_DATASET EXTRACT_
::::::

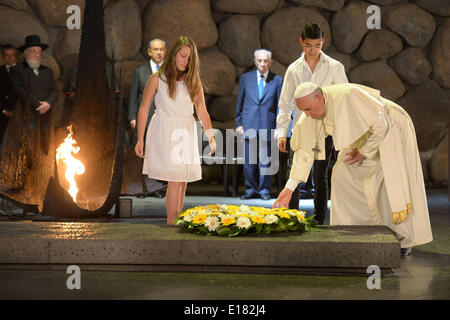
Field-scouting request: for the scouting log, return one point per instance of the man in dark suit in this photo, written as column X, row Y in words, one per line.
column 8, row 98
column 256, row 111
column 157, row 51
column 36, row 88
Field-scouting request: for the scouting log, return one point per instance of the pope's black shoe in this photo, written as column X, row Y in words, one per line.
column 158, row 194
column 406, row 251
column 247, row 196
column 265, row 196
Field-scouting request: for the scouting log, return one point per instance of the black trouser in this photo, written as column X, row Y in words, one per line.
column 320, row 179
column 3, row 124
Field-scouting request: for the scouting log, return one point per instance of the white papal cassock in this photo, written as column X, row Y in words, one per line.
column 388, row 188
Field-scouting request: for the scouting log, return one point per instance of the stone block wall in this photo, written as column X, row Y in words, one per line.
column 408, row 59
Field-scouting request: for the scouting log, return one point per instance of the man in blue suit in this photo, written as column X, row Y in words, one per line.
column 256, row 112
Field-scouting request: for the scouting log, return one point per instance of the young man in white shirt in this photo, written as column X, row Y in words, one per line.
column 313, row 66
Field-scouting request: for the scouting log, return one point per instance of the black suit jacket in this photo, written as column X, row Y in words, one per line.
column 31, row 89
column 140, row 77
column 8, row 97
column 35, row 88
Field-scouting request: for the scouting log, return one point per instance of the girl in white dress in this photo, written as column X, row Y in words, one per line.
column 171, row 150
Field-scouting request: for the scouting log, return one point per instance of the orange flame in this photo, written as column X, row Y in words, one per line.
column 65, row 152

::::::

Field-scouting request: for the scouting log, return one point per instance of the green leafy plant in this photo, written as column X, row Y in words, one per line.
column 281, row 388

::::::

_TO DO_
Reproduce word for word the stretch of items from the line containing "of the orange" through the line containing "column 65, row 152", both lines included.

_ANSWER BELOW_
Field-scouting request: for the scouting log, return one point per instance of the orange flame in this photo, written as column X, row Y in words, one per line.
column 65, row 152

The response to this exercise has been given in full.